▸ Task objective: Return exactly the lines that run from the one containing "Please place a point on the bride" to the end of the entries, with both ends included.
>> Begin
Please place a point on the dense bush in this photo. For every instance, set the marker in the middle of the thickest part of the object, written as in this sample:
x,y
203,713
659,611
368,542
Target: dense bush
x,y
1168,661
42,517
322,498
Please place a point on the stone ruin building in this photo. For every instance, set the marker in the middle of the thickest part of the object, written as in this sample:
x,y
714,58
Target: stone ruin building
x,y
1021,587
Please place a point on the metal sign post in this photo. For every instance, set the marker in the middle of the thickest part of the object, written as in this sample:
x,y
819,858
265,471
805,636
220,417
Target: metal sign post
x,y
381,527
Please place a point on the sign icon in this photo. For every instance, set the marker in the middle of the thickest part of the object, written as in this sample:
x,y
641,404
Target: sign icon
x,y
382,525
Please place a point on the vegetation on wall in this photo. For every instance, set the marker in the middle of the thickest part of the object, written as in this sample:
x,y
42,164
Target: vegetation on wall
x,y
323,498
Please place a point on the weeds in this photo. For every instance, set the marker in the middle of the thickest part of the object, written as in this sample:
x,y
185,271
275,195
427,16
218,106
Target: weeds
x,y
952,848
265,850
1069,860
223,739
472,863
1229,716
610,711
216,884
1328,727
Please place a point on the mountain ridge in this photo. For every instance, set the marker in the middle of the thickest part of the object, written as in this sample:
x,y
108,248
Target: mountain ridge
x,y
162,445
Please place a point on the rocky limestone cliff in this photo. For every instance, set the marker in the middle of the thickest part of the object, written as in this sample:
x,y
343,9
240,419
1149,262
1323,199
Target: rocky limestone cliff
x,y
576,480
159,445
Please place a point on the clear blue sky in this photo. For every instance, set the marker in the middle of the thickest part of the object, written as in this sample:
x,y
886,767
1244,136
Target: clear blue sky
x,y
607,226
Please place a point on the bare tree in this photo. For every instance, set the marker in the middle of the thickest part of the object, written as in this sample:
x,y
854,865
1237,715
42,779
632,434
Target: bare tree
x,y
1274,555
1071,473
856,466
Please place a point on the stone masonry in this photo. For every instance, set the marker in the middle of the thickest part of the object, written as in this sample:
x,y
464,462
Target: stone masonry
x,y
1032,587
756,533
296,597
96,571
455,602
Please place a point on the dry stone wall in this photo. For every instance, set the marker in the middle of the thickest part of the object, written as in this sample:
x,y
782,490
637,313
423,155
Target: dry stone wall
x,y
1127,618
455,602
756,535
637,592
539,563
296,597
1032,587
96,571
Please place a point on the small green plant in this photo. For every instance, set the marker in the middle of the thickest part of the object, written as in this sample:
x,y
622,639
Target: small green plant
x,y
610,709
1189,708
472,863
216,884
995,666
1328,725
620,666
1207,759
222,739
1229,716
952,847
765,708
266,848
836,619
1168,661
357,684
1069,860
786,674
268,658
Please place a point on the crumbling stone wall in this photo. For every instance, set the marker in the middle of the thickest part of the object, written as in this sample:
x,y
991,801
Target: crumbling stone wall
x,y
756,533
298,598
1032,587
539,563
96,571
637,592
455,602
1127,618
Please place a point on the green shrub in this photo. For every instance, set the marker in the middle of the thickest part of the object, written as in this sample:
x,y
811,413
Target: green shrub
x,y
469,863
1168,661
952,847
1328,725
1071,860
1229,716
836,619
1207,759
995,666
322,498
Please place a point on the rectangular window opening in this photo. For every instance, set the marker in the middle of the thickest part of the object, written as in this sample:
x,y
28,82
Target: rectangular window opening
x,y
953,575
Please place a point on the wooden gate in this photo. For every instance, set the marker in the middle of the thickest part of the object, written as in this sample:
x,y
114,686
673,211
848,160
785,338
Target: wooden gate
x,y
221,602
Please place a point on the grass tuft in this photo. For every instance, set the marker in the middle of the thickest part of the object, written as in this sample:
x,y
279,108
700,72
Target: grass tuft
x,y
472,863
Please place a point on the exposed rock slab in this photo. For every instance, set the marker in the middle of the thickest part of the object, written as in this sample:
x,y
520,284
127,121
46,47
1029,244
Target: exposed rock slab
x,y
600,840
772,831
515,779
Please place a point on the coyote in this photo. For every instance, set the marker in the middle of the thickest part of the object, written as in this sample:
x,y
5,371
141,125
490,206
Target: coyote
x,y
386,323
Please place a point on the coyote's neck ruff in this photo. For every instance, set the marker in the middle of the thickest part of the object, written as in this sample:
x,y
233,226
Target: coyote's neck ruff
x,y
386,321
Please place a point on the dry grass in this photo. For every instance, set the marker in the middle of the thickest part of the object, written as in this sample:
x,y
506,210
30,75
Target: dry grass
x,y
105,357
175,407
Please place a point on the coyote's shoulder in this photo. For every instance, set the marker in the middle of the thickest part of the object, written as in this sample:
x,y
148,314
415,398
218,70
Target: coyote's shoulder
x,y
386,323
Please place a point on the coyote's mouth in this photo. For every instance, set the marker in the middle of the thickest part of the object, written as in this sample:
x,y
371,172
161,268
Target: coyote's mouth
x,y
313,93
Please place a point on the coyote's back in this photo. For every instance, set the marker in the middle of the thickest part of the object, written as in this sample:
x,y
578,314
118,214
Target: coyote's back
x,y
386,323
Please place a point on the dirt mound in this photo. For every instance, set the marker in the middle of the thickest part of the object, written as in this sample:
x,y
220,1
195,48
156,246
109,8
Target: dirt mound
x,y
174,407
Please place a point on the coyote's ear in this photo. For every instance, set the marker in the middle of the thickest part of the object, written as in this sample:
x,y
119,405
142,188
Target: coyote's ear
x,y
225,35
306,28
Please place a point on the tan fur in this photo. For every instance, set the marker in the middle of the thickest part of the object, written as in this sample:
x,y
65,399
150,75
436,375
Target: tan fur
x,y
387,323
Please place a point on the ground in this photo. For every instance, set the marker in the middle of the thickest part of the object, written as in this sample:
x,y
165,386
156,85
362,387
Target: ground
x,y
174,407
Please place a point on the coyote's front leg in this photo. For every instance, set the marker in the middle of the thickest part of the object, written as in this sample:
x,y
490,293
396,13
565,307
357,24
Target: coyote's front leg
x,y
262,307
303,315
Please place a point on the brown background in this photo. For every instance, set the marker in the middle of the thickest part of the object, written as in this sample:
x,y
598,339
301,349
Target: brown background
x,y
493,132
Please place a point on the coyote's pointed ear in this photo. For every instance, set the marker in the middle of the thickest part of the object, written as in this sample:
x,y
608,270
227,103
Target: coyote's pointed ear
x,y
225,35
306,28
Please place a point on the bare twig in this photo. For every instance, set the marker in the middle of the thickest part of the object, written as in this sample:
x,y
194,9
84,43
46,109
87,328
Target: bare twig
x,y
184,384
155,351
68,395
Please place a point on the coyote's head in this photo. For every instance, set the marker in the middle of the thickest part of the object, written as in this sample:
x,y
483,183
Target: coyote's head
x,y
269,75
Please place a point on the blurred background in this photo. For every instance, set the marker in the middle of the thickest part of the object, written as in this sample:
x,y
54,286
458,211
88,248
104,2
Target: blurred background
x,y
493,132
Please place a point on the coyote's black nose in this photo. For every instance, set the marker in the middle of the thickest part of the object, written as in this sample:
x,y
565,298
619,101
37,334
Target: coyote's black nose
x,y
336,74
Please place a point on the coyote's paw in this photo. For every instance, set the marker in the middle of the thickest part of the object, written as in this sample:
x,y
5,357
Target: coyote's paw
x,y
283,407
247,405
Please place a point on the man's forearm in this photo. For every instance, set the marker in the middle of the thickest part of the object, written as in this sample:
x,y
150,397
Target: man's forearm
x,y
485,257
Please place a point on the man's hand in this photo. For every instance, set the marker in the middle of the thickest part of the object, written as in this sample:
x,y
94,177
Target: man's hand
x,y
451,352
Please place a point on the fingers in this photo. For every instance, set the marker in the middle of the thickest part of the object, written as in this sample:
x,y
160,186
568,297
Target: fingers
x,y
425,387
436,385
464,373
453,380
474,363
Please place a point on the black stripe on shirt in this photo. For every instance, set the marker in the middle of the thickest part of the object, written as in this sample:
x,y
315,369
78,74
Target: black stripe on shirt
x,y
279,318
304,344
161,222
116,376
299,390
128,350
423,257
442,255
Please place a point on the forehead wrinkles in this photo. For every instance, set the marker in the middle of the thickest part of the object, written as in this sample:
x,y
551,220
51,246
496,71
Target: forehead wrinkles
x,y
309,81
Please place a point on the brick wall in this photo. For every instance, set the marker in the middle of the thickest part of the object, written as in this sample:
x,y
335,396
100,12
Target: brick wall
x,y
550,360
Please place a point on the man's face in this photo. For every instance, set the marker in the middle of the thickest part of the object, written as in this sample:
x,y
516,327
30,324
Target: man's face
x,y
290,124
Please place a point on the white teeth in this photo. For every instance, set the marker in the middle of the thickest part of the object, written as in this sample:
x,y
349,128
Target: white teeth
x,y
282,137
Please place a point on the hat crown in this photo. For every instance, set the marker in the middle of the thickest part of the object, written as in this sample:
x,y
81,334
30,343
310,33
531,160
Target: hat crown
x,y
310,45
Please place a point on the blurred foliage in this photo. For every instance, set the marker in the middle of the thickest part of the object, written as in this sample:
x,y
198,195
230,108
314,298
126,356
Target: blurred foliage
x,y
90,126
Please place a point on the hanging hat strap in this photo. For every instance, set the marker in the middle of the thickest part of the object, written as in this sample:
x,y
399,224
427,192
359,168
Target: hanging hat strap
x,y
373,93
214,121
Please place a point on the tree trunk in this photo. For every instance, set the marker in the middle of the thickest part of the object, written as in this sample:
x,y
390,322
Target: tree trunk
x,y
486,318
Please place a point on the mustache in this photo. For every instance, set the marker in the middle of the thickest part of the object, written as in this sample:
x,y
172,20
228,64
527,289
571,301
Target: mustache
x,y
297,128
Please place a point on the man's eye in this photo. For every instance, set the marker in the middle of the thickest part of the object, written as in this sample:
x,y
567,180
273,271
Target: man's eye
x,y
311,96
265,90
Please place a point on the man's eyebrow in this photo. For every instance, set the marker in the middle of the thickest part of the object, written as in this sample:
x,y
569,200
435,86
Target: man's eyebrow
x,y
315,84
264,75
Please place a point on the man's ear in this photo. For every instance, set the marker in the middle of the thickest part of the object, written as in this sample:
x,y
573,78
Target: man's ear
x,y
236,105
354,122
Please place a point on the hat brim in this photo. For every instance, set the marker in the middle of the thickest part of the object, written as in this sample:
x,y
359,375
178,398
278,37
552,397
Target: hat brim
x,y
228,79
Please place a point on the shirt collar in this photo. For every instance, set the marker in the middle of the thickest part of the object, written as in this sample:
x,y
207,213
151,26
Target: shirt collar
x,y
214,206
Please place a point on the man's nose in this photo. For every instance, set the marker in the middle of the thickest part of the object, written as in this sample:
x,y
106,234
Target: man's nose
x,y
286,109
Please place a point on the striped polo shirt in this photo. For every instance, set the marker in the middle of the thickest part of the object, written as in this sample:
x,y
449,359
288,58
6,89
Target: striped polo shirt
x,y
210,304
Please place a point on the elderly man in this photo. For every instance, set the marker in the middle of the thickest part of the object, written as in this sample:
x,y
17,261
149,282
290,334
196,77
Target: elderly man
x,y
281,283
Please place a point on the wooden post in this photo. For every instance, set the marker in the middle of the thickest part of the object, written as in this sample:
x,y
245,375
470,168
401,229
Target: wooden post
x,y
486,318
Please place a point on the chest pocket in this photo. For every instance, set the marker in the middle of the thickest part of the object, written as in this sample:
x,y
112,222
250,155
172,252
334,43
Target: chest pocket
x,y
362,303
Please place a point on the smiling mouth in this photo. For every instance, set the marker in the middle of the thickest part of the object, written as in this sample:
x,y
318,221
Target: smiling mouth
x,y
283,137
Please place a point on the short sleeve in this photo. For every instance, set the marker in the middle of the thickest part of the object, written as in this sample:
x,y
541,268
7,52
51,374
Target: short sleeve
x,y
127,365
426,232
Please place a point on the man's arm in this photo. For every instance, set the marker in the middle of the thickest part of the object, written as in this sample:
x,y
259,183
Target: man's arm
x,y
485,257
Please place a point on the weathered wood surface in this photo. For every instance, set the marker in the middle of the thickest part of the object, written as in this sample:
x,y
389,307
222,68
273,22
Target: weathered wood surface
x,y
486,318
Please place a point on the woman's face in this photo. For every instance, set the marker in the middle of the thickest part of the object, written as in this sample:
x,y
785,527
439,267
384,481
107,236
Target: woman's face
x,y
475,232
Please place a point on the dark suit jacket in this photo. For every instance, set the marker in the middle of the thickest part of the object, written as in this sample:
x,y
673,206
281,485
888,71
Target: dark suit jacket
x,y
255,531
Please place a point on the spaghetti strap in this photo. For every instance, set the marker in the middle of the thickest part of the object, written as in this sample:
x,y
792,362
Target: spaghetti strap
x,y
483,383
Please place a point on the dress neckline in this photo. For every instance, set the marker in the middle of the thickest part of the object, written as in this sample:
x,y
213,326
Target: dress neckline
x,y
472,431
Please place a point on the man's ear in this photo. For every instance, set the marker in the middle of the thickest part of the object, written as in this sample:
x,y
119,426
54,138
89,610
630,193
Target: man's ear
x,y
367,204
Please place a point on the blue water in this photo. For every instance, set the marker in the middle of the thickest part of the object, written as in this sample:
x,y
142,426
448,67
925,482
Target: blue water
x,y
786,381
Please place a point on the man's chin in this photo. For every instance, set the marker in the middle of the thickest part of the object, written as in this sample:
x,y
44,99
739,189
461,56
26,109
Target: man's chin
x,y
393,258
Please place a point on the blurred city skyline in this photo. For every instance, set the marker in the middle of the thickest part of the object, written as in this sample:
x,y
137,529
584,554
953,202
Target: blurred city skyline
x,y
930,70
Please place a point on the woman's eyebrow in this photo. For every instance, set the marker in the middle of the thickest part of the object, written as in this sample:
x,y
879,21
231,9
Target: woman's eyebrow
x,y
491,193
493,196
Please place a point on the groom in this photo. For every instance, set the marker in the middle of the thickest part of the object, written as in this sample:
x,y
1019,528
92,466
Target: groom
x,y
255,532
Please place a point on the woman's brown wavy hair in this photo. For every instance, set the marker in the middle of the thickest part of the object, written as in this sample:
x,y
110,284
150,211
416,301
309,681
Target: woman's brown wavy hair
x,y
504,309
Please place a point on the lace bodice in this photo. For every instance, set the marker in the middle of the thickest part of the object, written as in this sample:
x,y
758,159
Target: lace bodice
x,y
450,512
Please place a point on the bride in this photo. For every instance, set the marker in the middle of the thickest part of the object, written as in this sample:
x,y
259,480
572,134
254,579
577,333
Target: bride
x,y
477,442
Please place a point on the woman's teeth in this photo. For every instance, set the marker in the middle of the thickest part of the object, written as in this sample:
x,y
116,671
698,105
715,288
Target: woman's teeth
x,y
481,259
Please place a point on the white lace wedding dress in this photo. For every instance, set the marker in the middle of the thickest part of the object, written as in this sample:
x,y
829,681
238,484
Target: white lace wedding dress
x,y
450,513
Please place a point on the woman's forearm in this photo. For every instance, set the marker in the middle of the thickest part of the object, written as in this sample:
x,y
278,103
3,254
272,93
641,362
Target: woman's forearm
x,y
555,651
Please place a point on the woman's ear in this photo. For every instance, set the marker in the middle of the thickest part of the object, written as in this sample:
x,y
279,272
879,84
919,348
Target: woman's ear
>> End
▸ Answer to the exercise:
Please place a point on the bride in this photo. For every instance, set the marker in the middle of the thickest part of the object, written as in this sample:
x,y
259,480
572,134
254,579
577,333
Target: bride
x,y
477,442
Please place a point on the woman's teeth in this photo. For every instance, set the marker in the middle of the thickest part of the object, written as in this sample:
x,y
116,671
698,105
715,288
Target: woman's teeth
x,y
481,259
Please place a point on the white lace wedding dress in this photo. For every instance, set the marker in the middle of the thickest part of the object, written as in this sample:
x,y
829,681
238,484
Target: white lace wedding dress
x,y
450,513
Please place a point on the woman's forearm in this photo. For every instance, set the marker in the middle of the thickest part of the object, written as in this sample:
x,y
278,103
3,254
272,93
641,362
Target: woman's forearm
x,y
555,651
Please place a point on the woman's ear in this photo. For every instance, set the marker in the middle of the thickest part of the object, written as in this sample:
x,y
279,272
879,84
919,348
Target: woman's ear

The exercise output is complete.